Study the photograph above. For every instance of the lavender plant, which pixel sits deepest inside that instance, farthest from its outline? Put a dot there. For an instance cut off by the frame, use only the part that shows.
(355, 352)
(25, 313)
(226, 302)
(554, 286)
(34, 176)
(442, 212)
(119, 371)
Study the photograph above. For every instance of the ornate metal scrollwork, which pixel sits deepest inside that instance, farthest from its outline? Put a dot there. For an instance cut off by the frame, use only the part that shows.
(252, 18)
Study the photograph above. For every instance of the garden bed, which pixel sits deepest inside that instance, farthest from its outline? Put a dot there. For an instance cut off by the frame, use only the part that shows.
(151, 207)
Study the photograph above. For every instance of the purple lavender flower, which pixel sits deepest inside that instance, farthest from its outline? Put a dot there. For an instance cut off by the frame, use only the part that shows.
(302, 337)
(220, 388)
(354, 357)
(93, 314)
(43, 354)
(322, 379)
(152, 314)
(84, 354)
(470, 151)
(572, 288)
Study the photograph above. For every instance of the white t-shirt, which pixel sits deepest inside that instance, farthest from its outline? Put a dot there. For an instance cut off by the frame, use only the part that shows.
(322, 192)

Goal of the exercise:
Go through the records above and set each one down exactly, please.

Task result:
Study the photograph above. For every instance of the lavender plant, which pixel sits deepest inside that instance, farthest from its outline? Put a dot there. For an instance cut off by the frame, use only the part that shows.
(355, 352)
(25, 313)
(226, 302)
(554, 286)
(34, 176)
(442, 212)
(119, 371)
Study the photograph above. For every instance of the ornate metal scrollwork, which pixel sits deepest inside that instance, farthest from its outline? Put a dot there. For an instance cut off by the frame, use only the part that shows.
(252, 18)
Study the photograph above. For every instance of the garden bed, which pixel sits deepest inside that instance, farthest from its outline? Put a dot there. For an instance cut off by the frame, use only the part that shows.
(151, 207)
Study the photograph above. For every instance of the purple lavender flower, which pixel sits deepest inside that instance, farthest from its outline? Put a dot there. For an instance cut off by the frame, use only the part that shows.
(302, 337)
(220, 388)
(354, 357)
(93, 314)
(43, 354)
(322, 379)
(152, 314)
(84, 354)
(470, 151)
(572, 288)
Study the photograph above. For every instance of the white t-shirt, which pixel sits deepest inside that instance, farthest from its outline? Put a dot there. For an instance cut off by the frame, use only the part that shows.
(322, 192)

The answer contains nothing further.